**Ringkasan Tugas 1:** Sebutkan nama keempat penambang yang menurut teks tentang tambang emas meninggal akibat longsor di Desa Marapit.

────────────────────

- Meningginya harga emas di pasar global tidak boleh mengesampingkan fakta-fakta gelap tempat penggalian logam mulia tersebut. Kemiskinan struktural, kerusakan lingkungan, konflik sosial, hingga bencana longsor yang merenggut nyawa jadi masalah yang tak terhindarkan.
- Penghujung April 2025, misalnya, empat penambang emas meninggal dunia karena tertimbun longsor di Desa Marapit, Kecamatan Kapuas Tengah, Kalimantan Tengah (Kalteng). Korban bernama Yunedi (46), Gasi (48), Sapir (35), dan Padli (25).
- Bayu Herinata, Direktur Eksekutif Walhi Kalteng, menyatakan, bukan kali pertama hal tersebut terjadi dalam beberapa tahun terakhir. Pada 2021, enam orang tewas dalam insiden serupa di Kotawaringin Timur. Serta, dua korban lain dari kejadian di Kabupaten Murung Raya.
- Yuliana, Dosen Sosiologi Fakultas Ilmu Sosial dan Ilmu Politik Universitas Palangka Raya, menilai, maraknya aktivitas warga di kawasan pendulangan merupakan respons terhadap peluang yang mereka anggap cepat menghasilkan rupiah, meskipun tahu risikonya tinggi.
Meningginya harga emas di pasar global tidak boleh mengesampingkan fakta-fakta gelap tempat penggalian logam mulia itu. Tambang-tambang emas ilegal atau tak berizin di mana-mana berkelindan dengan kemiskinan struktural, kerusakan lingkungan, konflik sosial, hingga bencana longsor yang merenggut nyawa jadi masalah yang tak terhindarkan.
Penghujung April 2025, misal, empat penambang emas meninggal dunia karena tertimbun longsor di Desa Marapit, Kecamatan Kapuas Tengah, Kalimantan Tengah (Kalteng). Korban bernama Yunedi (46), Gasi (48), Sapir (35), dan Padli (25).
Dalam keterangan resmi Kementerian Energi Sumber Daya Mineral yang CNBC lansir, tragedi itu terjadi di wilayah pertambangan emas ilegal. Mereka mengaku tidak tinggal diam terhadap maraknya aktivitas pertambangan ilegal yang merenggut nyawa.

────────────────────

**Ringkasan Tugas 2:** Skalakan ulang entri dari baris yang memuat "segment --target textured" sampai dengan akhir entri: tulis kembali setiap baris, termasuk permintaannya, lalu kalikan setiap koordinat pada jawaban dengan 2,3 dan bulatkan ke bilangan bulat terdekat (nilai setengah dibulatkan ke atas). Gambar tidak perlu disertakan dalam jawaban.

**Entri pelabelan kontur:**

────────────────────

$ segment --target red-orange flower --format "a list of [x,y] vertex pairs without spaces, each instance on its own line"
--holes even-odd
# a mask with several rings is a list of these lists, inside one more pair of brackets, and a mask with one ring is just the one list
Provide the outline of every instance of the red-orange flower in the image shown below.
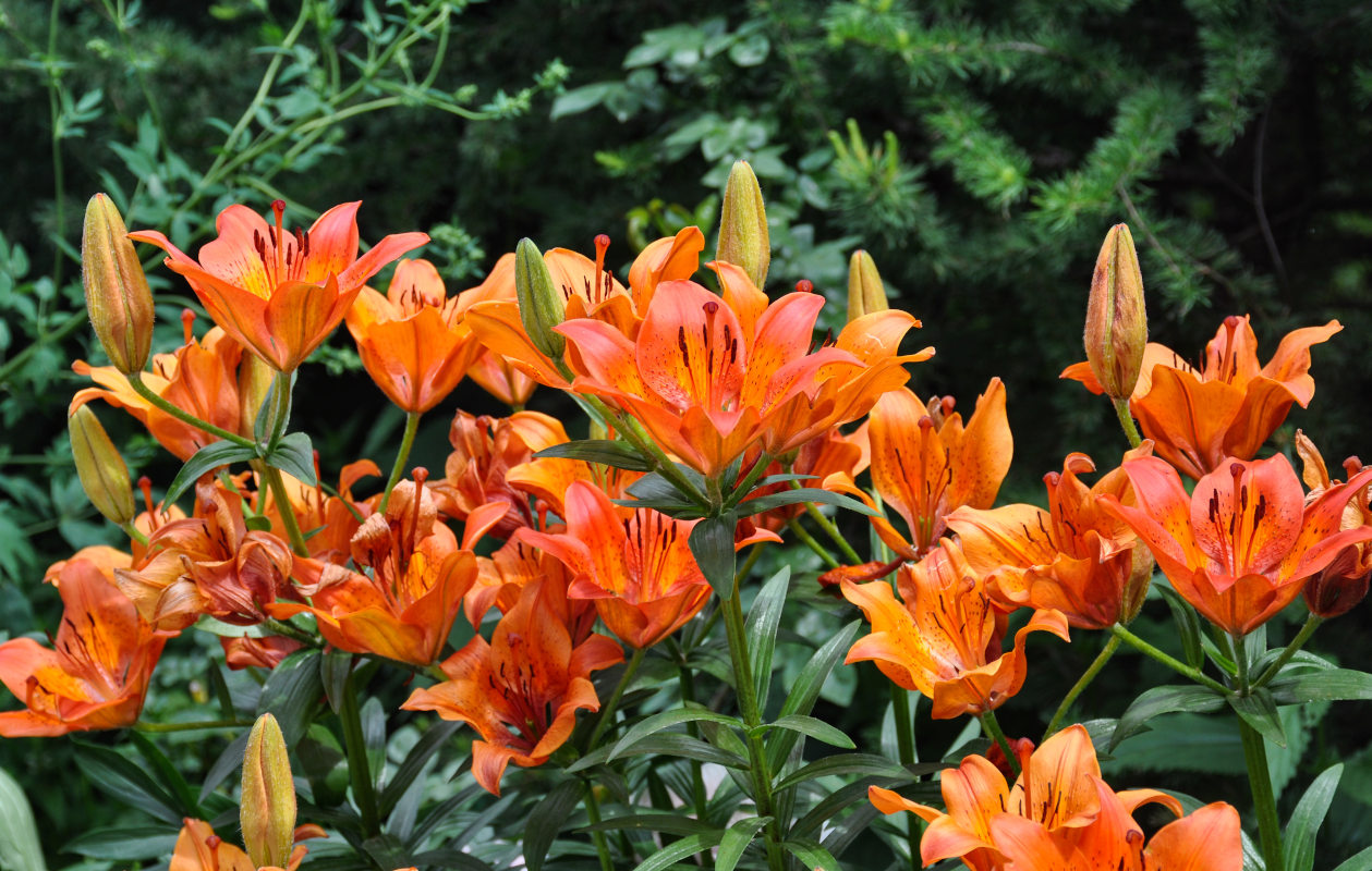
[[1177,472],[1157,457],[1124,464],[1137,506],[1103,498],[1152,550],[1172,586],[1207,620],[1243,635],[1291,604],[1303,582],[1372,527],[1339,531],[1343,509],[1372,469],[1309,503],[1281,454],[1229,460],[1188,497]]
[[[986,759],[969,756],[941,776],[948,812],[873,786],[884,813],[910,811],[929,822],[919,856],[932,864],[962,859],[973,871],[1239,871],[1243,852],[1238,812],[1222,802],[1198,809],[1158,831],[1146,846],[1131,816],[1161,804],[1181,816],[1181,804],[1157,790],[1115,793],[1100,779],[1091,737],[1081,726],[1019,754],[1024,774],[1013,787]],[[1196,864],[1198,856],[1203,864]]]
[[[1258,366],[1258,339],[1249,315],[1224,320],[1199,370],[1150,342],[1129,409],[1144,438],[1154,440],[1154,451],[1188,477],[1199,479],[1229,457],[1251,460],[1292,403],[1302,409],[1310,403],[1310,346],[1340,329],[1329,321],[1287,333],[1266,366]],[[1062,377],[1102,392],[1088,363],[1069,366]]]
[[[1125,460],[1148,450],[1144,444]],[[971,569],[1011,608],[1052,608],[1072,625],[1103,630],[1143,604],[1152,557],[1136,547],[1129,524],[1100,508],[1107,492],[1132,503],[1129,479],[1114,469],[1088,488],[1077,476],[1095,468],[1091,457],[1070,454],[1062,475],[1045,475],[1047,512],[1034,505],[965,506],[948,516]]]
[[1047,631],[1067,641],[1066,619],[1039,610],[1015,634],[1014,649],[1003,654],[1002,627],[985,580],[967,565],[956,542],[901,565],[896,583],[904,604],[884,580],[842,582],[844,597],[871,623],[871,634],[858,639],[845,661],[873,660],[897,684],[930,697],[936,720],[981,715],[1018,693],[1028,673],[1029,632]]
[[[986,392],[977,396],[966,427],[949,396],[934,396],[925,405],[908,390],[890,391],[873,406],[867,438],[873,487],[882,503],[906,520],[910,538],[885,517],[873,517],[871,524],[881,540],[907,560],[918,560],[938,545],[954,509],[991,508],[1014,453],[1000,379],[991,379]],[[875,506],[851,476],[830,476],[825,487]]]
[[[200,420],[229,432],[240,432],[239,410],[239,369],[243,346],[218,326],[204,333],[196,342],[191,333],[193,314],[188,310],[185,324],[185,344],[172,354],[152,357],[152,372],[143,373],[143,383],[172,405]],[[100,387],[77,391],[71,398],[71,409],[92,399],[104,399],[110,405],[123,407],[139,422],[148,428],[152,438],[180,460],[189,460],[195,451],[210,442],[217,442],[203,429],[182,422],[166,411],[156,409],[129,387],[128,379],[114,366],[92,366],[84,359],[71,363],[77,374],[91,377]],[[247,421],[251,427],[252,421]],[[251,435],[251,432],[244,433]]]
[[220,237],[200,248],[199,262],[156,230],[129,237],[166,251],[167,267],[185,277],[224,332],[279,372],[294,372],[339,325],[368,278],[428,241],[425,233],[397,233],[359,258],[358,206],[335,206],[295,235],[281,224],[281,200],[272,204],[274,226],[247,206],[229,206],[215,219]]
[[453,392],[482,350],[428,261],[401,261],[386,296],[362,288],[347,328],[366,373],[410,413],[428,411]]
[[54,566],[63,613],[52,649],[32,638],[0,645],[0,682],[27,705],[0,713],[0,735],[64,735],[139,719],[166,635],[114,586],[119,562],[128,565],[128,556],[77,554]]
[[443,663],[450,680],[414,690],[401,705],[435,711],[480,732],[482,741],[472,743],[472,774],[497,796],[510,761],[542,765],[571,737],[578,711],[600,711],[590,673],[624,660],[604,635],[573,645],[561,620],[563,599],[557,583],[528,584],[490,643],[473,638]]
[[306,582],[299,590],[310,605],[279,602],[272,615],[311,612],[320,634],[340,650],[414,665],[438,660],[462,595],[476,582],[476,557],[439,523],[420,472],[397,484],[386,513],[368,517],[353,536],[353,561],[370,575],[298,560],[298,577]]

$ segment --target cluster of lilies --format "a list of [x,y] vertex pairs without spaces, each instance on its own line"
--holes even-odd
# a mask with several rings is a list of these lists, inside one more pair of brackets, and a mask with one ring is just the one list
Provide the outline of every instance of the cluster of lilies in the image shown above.
[[[1257,458],[1290,407],[1310,402],[1310,347],[1336,321],[1292,332],[1259,366],[1249,318],[1231,317],[1203,365],[1187,365],[1146,343],[1132,240],[1115,228],[1096,267],[1089,359],[1063,377],[1115,402],[1132,447],[1092,484],[1083,477],[1098,464],[1069,455],[1044,477],[1047,509],[996,508],[1013,453],[1004,384],[993,379],[966,421],[951,398],[910,391],[907,365],[933,350],[901,354],[918,321],[886,307],[862,254],[848,325],[816,343],[825,298],[801,283],[770,299],[766,251],[744,244],[740,263],[707,263],[718,292],[697,283],[696,228],[648,246],[627,284],[606,267],[601,236],[594,256],[521,243],[456,295],[432,263],[403,259],[383,295],[366,283],[427,237],[387,236],[358,256],[357,208],[288,232],[281,203],[270,224],[230,206],[218,239],[191,258],[158,232],[126,235],[108,199],[92,200],[86,295],[111,365],[74,363],[93,385],[71,402],[73,451],[129,550],[91,547],[49,569],[64,616],[52,647],[0,645],[0,680],[25,704],[0,713],[0,734],[133,724],[167,639],[213,620],[244,627],[218,630],[232,668],[269,669],[328,645],[432,676],[403,706],[476,730],[473,775],[498,794],[510,761],[546,763],[578,712],[601,708],[593,673],[641,656],[713,597],[737,597],[713,564],[733,579],[734,551],[781,542],[799,513],[818,514],[803,497],[822,490],[864,503],[885,547],[868,562],[848,547],[848,564],[822,577],[871,625],[848,661],[919,690],[934,717],[984,717],[1008,750],[945,771],[943,811],[874,787],[881,811],[932,823],[926,863],[1240,867],[1233,808],[1202,808],[1146,846],[1135,808],[1180,816],[1174,798],[1113,791],[1080,726],[1034,749],[1004,742],[992,712],[1025,682],[1029,634],[1122,630],[1155,566],[1233,639],[1302,593],[1320,617],[1365,595],[1372,469],[1351,460],[1347,480],[1331,480],[1301,435],[1306,491],[1283,454]],[[151,368],[151,295],[132,240],[163,248],[214,321],[196,337],[188,311],[184,344]],[[383,476],[368,460],[325,487],[307,440],[287,433],[292,376],[342,322],[407,414],[380,490],[365,484]],[[464,377],[512,413],[457,411],[442,476],[406,475],[420,416]],[[571,394],[597,438],[573,442],[560,420],[524,410],[538,387]],[[188,480],[169,490],[193,492],[189,513],[155,503],[145,479],[137,510],[95,401],[187,461]],[[1029,616],[1004,650],[1019,609]],[[476,635],[449,653],[460,619]],[[188,822],[182,867],[202,867],[192,859],[213,837]]]

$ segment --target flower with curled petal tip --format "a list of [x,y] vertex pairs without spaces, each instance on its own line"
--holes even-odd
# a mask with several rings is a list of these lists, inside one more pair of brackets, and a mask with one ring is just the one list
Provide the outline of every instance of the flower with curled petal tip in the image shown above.
[[1124,470],[1137,505],[1106,495],[1103,508],[1139,534],[1184,599],[1232,635],[1266,623],[1339,551],[1372,539],[1372,527],[1340,531],[1345,506],[1372,481],[1372,469],[1309,502],[1281,454],[1229,460],[1190,497],[1157,457],[1125,462]]
[[129,233],[167,252],[166,265],[191,284],[204,310],[244,347],[279,372],[294,372],[339,325],[368,278],[428,241],[397,233],[357,255],[357,208],[329,208],[309,230],[287,233],[285,203],[276,200],[270,226],[247,206],[215,219],[220,237],[195,261],[156,230]]

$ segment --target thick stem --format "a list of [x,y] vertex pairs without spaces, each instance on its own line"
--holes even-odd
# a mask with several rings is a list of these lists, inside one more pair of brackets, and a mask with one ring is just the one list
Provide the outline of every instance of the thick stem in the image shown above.
[[391,491],[395,490],[395,486],[401,483],[401,476],[405,475],[405,464],[410,458],[410,449],[414,447],[414,433],[420,431],[420,417],[418,411],[410,411],[405,416],[405,435],[401,436],[401,450],[395,454],[391,477],[386,481],[386,494],[381,497],[381,505],[376,509],[383,514],[386,513],[386,506],[391,502]]
[[1243,739],[1243,763],[1249,768],[1249,789],[1253,790],[1253,807],[1258,813],[1258,838],[1266,871],[1284,871],[1281,820],[1277,818],[1277,801],[1272,793],[1266,745],[1258,730],[1249,726],[1243,717],[1239,717],[1239,737]]
[[1045,728],[1043,732],[1044,741],[1047,741],[1050,735],[1058,731],[1058,726],[1061,726],[1062,719],[1067,716],[1067,711],[1072,708],[1072,702],[1077,701],[1077,697],[1081,695],[1083,690],[1091,686],[1091,682],[1096,679],[1096,675],[1100,673],[1100,669],[1106,667],[1106,663],[1110,661],[1110,657],[1114,656],[1114,652],[1118,649],[1120,649],[1120,636],[1111,635],[1110,641],[1106,642],[1104,649],[1100,652],[1100,656],[1098,656],[1095,661],[1091,663],[1091,667],[1087,668],[1087,671],[1081,675],[1077,683],[1074,683],[1072,689],[1067,690],[1067,694],[1062,697],[1062,704],[1058,705],[1058,711],[1055,711],[1052,719],[1048,720],[1048,728]]
[[1229,687],[1224,686],[1218,680],[1214,680],[1213,678],[1207,678],[1205,673],[1200,672],[1200,669],[1191,668],[1181,660],[1177,660],[1176,657],[1168,656],[1162,650],[1158,650],[1157,647],[1143,641],[1142,638],[1139,638],[1129,630],[1124,628],[1118,623],[1110,627],[1110,631],[1114,632],[1115,638],[1120,638],[1135,650],[1143,653],[1144,656],[1152,660],[1157,660],[1158,663],[1162,663],[1163,665],[1177,672],[1179,675],[1184,675],[1185,678],[1190,678],[1191,680],[1199,683],[1200,686],[1210,687],[1216,693],[1222,693],[1228,695]]

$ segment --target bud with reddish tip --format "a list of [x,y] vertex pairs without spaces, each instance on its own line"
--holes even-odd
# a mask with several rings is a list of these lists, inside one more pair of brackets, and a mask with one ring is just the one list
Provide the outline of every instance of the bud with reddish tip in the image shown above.
[[719,247],[715,259],[742,266],[759,288],[771,265],[771,239],[763,189],[748,160],[735,160],[724,185],[724,207],[719,215]]
[[258,868],[284,868],[295,835],[295,782],[285,738],[276,717],[263,713],[252,724],[243,752],[243,802],[239,811],[243,846]]
[[1129,226],[1117,224],[1106,233],[1091,276],[1084,336],[1087,361],[1111,399],[1128,399],[1143,369],[1148,343],[1148,315],[1143,306],[1143,274]]
[[886,285],[881,283],[875,261],[862,248],[853,251],[848,261],[848,322],[889,307]]
[[89,406],[77,406],[67,418],[71,458],[81,488],[96,510],[121,527],[133,520],[133,487],[123,457]]
[[81,284],[91,325],[110,362],[123,374],[141,372],[152,347],[152,292],[123,218],[104,193],[86,203]]

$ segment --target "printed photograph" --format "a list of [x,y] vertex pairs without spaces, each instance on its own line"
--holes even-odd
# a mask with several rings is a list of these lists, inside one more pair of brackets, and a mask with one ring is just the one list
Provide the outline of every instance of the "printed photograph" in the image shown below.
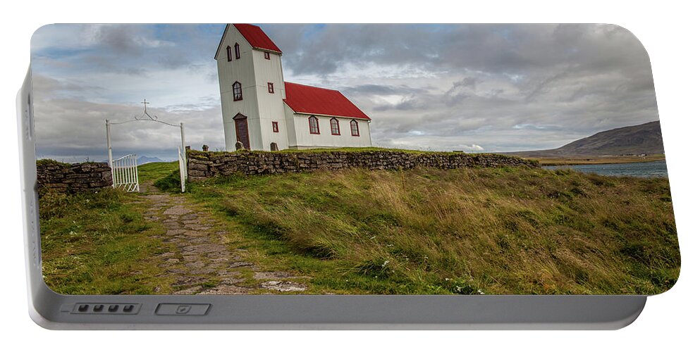
[[51,25],[63,294],[634,294],[680,253],[649,57],[613,25]]

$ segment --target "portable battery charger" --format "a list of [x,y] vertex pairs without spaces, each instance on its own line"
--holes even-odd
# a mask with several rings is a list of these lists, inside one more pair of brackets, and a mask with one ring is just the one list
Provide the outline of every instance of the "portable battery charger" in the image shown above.
[[17,106],[44,327],[618,329],[680,272],[617,26],[51,25]]

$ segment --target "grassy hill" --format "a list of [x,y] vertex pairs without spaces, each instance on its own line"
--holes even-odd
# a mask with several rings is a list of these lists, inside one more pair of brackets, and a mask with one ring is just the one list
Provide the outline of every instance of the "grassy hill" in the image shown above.
[[190,189],[318,292],[653,294],[680,270],[664,179],[347,170]]
[[[147,164],[140,178],[178,193],[177,168]],[[171,287],[158,255],[177,249],[154,237],[165,230],[140,197],[42,198],[47,284],[90,294]],[[185,197],[222,224],[232,253],[308,278],[305,294],[654,294],[680,268],[666,179],[357,169],[210,179]]]

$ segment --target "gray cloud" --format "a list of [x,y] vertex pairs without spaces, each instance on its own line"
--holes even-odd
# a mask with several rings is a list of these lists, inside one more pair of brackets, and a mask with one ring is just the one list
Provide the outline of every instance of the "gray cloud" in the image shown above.
[[[340,90],[372,118],[380,146],[548,149],[658,118],[646,52],[614,25],[262,27],[284,53],[285,78]],[[133,115],[145,96],[164,118],[185,122],[193,146],[223,147],[212,58],[223,29],[76,27],[83,40],[70,54],[39,36],[32,70],[40,149],[103,148],[104,119]],[[120,146],[168,150],[159,143],[170,141],[165,130],[125,133]]]

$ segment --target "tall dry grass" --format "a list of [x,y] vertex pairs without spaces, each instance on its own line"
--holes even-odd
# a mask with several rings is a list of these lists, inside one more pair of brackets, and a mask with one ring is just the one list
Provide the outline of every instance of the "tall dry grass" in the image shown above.
[[348,170],[195,188],[338,275],[376,280],[370,293],[653,294],[680,271],[664,179]]

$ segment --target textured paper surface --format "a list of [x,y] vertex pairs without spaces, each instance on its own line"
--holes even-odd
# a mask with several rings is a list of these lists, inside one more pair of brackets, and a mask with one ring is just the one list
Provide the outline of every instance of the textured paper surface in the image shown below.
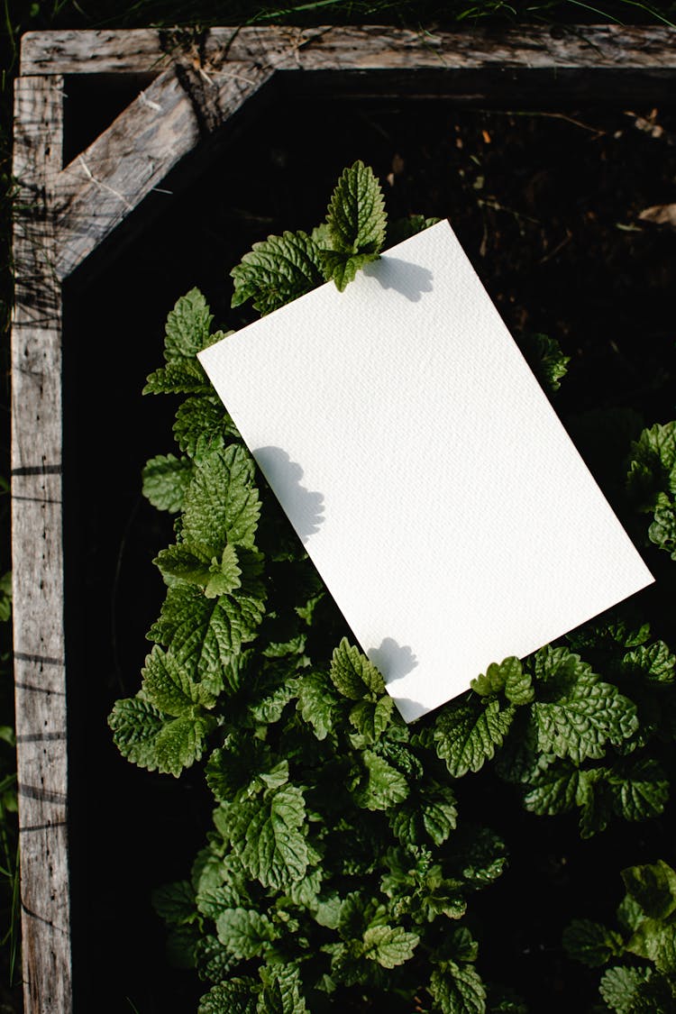
[[653,580],[447,222],[200,359],[407,721]]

────────────────────

**Jawaban Latihan 1:** Yunedi, Gasi, Sapir, Padli

**Jawaban Latihan 2:**
$ segment --target textured paper surface --format "a list of [x,y] vertex pairs without spaces, each instance on its own line"
--holes even-odd
# a mask with several rings is a list of these lists, inside one more pair of brackets, and a mask with one ring is just the one list
Provide the outline of every instance of the textured paper surface in the image shown below.
[[1502,1334],[1028,511],[460,826],[936,1658]]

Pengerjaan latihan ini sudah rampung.